Instructions for the task
The expected output is the first line of the data below and every line after it, up to and including the line containing "Definition for annotators: for every instance of the bird's grey", each reproduced exactly.

Records from a data collection
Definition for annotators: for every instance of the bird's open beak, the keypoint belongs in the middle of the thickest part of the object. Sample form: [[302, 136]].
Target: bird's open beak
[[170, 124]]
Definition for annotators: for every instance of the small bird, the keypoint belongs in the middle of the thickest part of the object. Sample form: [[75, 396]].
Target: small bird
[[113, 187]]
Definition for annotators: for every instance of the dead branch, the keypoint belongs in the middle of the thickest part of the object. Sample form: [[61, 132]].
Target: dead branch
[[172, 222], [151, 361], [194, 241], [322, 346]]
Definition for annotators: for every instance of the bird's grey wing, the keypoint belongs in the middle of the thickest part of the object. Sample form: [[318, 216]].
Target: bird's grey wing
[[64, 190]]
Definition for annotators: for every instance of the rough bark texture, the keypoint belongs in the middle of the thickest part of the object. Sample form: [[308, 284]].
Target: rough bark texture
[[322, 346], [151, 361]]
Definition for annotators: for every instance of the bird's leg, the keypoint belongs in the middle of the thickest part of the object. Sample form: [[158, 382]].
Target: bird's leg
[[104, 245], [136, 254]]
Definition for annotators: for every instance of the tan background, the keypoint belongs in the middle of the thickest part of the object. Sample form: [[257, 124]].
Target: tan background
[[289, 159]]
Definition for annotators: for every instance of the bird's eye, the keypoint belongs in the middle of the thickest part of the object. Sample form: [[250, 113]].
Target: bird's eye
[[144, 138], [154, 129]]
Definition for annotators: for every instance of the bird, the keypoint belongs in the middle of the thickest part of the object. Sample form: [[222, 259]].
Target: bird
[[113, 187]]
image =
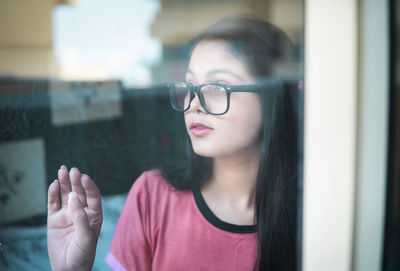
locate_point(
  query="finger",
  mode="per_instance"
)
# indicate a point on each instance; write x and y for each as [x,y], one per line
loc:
[93,197]
[79,217]
[53,203]
[76,185]
[65,185]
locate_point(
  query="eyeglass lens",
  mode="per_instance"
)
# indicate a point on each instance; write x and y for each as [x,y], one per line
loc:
[214,97]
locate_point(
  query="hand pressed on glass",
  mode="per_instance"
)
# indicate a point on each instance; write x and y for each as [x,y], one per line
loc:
[74,221]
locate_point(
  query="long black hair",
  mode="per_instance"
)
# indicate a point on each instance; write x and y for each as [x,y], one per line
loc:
[266,50]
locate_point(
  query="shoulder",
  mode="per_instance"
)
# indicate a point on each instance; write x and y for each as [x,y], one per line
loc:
[152,179]
[151,184]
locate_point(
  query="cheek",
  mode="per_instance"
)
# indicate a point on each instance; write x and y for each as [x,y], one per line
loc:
[244,119]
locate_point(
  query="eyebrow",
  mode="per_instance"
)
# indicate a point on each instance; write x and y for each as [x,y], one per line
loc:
[217,71]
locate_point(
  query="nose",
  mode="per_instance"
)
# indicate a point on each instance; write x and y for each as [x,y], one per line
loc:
[195,105]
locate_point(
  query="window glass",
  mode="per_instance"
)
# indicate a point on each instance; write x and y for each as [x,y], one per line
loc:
[87,84]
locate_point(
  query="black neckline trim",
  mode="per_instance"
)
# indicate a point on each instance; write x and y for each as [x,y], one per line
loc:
[214,220]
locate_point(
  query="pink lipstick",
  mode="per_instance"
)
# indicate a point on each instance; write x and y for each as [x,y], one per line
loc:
[200,129]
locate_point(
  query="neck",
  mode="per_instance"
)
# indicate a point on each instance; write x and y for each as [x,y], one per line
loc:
[234,178]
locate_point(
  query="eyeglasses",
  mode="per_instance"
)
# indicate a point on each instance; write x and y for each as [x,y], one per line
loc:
[214,97]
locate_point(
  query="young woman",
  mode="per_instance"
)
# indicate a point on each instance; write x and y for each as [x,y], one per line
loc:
[233,205]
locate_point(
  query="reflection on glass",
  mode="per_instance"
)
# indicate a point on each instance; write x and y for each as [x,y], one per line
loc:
[219,178]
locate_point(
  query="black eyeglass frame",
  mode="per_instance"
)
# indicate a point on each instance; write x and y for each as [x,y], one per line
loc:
[195,89]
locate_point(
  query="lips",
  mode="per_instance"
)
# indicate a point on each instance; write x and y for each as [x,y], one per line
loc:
[200,129]
[198,125]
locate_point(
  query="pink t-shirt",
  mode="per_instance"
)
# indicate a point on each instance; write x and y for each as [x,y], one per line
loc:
[161,228]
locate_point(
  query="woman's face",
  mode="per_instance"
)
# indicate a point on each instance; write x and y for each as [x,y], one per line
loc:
[236,131]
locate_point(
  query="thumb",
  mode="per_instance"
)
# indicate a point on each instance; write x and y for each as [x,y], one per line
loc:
[78,215]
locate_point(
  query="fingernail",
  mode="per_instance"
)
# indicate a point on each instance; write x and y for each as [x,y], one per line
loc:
[74,203]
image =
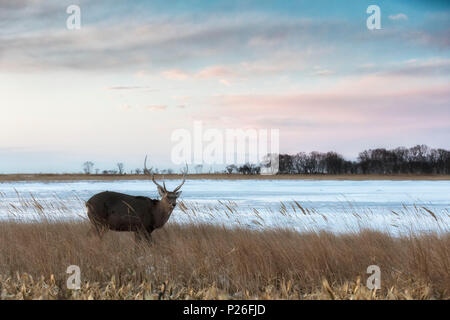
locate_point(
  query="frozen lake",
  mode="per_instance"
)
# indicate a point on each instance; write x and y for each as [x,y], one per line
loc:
[394,206]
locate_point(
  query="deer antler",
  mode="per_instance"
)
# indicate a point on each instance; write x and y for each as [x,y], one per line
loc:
[184,179]
[153,176]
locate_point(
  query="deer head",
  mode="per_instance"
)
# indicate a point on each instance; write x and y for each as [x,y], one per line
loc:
[168,197]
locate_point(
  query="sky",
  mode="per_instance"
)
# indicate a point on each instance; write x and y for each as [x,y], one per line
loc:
[136,71]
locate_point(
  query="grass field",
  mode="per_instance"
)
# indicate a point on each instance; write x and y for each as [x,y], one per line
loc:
[208,262]
[75,177]
[196,260]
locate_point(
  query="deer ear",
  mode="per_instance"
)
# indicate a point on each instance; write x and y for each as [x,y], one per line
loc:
[161,191]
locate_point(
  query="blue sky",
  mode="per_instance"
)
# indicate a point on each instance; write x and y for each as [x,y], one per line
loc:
[136,71]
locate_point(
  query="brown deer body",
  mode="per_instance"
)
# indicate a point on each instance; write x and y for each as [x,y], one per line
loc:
[122,212]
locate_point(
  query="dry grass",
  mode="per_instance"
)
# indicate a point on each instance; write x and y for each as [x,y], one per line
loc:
[76,177]
[208,262]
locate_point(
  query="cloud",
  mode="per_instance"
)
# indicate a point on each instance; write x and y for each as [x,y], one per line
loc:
[178,42]
[175,74]
[125,107]
[398,16]
[156,108]
[322,72]
[127,88]
[420,68]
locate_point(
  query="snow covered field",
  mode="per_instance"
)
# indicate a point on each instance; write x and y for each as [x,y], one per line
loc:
[394,206]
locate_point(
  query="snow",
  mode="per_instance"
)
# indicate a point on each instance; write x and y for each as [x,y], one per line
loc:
[332,205]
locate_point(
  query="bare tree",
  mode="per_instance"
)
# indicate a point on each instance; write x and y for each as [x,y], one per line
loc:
[120,167]
[87,167]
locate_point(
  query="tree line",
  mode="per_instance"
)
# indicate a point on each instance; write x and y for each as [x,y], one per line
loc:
[420,159]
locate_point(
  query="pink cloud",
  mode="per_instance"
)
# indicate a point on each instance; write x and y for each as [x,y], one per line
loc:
[160,107]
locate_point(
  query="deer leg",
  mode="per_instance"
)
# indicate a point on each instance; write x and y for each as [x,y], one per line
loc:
[97,230]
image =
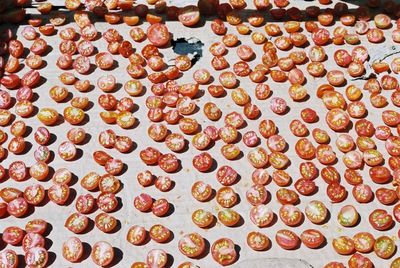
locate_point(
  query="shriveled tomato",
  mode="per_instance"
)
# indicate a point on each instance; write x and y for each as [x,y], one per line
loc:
[223,251]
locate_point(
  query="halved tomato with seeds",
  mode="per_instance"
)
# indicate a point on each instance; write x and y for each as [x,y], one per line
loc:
[312,238]
[287,239]
[223,251]
[76,223]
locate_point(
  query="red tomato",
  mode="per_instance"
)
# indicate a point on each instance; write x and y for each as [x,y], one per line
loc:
[102,253]
[191,245]
[8,258]
[17,207]
[287,239]
[336,192]
[158,34]
[380,220]
[13,235]
[72,249]
[189,15]
[312,238]
[223,251]
[36,257]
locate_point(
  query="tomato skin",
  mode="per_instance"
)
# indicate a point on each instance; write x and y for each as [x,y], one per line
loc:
[305,187]
[102,253]
[336,192]
[384,247]
[257,241]
[8,258]
[358,260]
[287,239]
[343,245]
[362,193]
[312,238]
[158,34]
[36,257]
[223,251]
[380,220]
[17,207]
[72,249]
[143,202]
[13,235]
[364,242]
[335,265]
[136,235]
[191,245]
[380,174]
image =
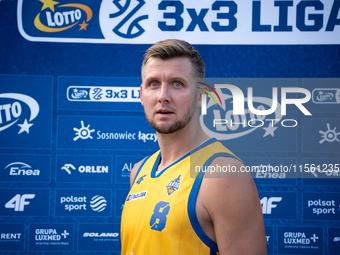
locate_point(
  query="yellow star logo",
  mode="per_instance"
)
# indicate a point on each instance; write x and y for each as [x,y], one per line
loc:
[83,26]
[48,4]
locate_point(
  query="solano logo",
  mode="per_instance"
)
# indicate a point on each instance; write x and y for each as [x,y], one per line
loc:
[98,203]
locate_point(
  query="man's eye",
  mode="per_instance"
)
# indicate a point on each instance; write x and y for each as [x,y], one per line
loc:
[177,84]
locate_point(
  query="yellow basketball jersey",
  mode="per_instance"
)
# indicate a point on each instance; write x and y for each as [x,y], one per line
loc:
[159,212]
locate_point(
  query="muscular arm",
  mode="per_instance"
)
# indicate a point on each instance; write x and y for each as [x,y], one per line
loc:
[232,214]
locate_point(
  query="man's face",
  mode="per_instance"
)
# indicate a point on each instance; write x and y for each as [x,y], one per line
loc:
[169,93]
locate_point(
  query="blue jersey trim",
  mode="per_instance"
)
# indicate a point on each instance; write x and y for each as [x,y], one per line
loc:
[212,252]
[155,166]
[192,205]
[140,168]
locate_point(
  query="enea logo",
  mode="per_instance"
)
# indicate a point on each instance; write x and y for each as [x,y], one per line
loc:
[12,107]
[20,168]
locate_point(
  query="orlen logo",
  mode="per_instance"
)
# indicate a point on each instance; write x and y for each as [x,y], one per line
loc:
[12,108]
[54,17]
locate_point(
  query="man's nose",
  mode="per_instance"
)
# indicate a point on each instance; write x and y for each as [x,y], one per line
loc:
[164,94]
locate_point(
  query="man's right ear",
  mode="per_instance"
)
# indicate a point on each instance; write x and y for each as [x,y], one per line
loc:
[140,94]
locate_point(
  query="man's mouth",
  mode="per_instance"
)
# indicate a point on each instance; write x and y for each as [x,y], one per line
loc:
[164,111]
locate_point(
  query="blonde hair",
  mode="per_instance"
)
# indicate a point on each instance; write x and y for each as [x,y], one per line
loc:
[173,48]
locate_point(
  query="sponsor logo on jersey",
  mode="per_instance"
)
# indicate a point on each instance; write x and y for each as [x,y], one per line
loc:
[140,179]
[173,185]
[137,195]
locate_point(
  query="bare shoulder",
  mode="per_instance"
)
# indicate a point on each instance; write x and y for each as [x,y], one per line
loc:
[233,207]
[134,171]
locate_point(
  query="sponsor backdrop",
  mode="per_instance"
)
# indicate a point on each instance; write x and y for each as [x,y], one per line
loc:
[72,127]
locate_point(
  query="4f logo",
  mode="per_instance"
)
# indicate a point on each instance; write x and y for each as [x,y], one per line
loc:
[269,203]
[134,29]
[18,202]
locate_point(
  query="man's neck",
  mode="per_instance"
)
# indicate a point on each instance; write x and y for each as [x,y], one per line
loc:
[176,145]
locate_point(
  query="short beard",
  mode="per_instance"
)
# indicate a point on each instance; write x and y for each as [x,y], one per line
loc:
[175,126]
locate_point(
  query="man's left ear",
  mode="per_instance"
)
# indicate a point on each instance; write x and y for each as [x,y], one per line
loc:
[200,92]
[140,94]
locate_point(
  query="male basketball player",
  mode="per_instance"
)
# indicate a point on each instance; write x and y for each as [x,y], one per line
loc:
[171,210]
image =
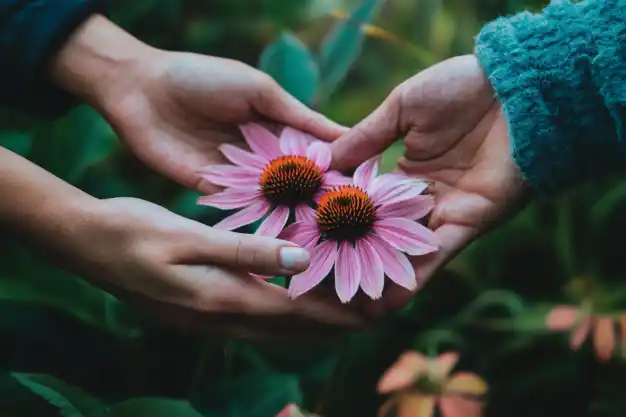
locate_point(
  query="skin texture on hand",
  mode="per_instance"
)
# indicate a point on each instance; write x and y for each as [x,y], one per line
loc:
[174,109]
[179,270]
[455,135]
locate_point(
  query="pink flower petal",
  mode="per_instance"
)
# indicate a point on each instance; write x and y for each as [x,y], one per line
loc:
[456,406]
[261,141]
[319,152]
[372,273]
[231,176]
[407,236]
[243,158]
[293,142]
[305,213]
[335,179]
[322,260]
[395,263]
[414,208]
[246,216]
[347,272]
[231,198]
[303,234]
[274,223]
[366,172]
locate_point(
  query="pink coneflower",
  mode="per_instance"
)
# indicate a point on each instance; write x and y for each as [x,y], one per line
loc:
[583,322]
[362,231]
[421,384]
[278,176]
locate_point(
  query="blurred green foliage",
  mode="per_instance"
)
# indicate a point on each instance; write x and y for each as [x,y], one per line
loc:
[74,351]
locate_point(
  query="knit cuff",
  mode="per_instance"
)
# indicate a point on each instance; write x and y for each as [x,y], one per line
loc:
[548,72]
[29,39]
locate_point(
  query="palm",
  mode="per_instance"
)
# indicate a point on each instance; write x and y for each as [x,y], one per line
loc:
[175,119]
[454,135]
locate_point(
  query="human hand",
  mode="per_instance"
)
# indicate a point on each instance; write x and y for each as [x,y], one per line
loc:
[174,109]
[454,135]
[193,276]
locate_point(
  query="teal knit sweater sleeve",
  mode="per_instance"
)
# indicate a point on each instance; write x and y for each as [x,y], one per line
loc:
[560,77]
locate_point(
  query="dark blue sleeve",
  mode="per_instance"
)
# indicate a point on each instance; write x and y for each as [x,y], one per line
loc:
[31,32]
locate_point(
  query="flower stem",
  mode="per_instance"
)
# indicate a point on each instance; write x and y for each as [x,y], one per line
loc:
[335,377]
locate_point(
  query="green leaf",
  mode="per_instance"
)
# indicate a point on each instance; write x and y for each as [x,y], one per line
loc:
[290,63]
[67,148]
[71,401]
[25,279]
[149,407]
[18,142]
[258,394]
[343,45]
[18,401]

Answer box
Definition for annotators: for every instance of the bird's open beak, the keypoint belongs in the middle of the thickest part of the object. Sample form: [[302, 136]].
Target: bird's open beak
[[170, 124]]
Definition for annotators: for every instance of the small bird, the keypoint belongs in the middle of the thickest part of the object. Sample form: [[75, 396]].
Target: small bird
[[113, 187]]
Definition for annotators: for every instance of the dead branch, the keypoint belongs in the middle of the thickest part of the object. Sample form: [[61, 132]].
Target: dead branch
[[172, 222], [151, 361], [194, 241], [322, 346]]
Definition for annotators: for every instance of the bird's grey wing, the keypoint belongs in the middle of the thickest part of the object. Sample form: [[318, 216]].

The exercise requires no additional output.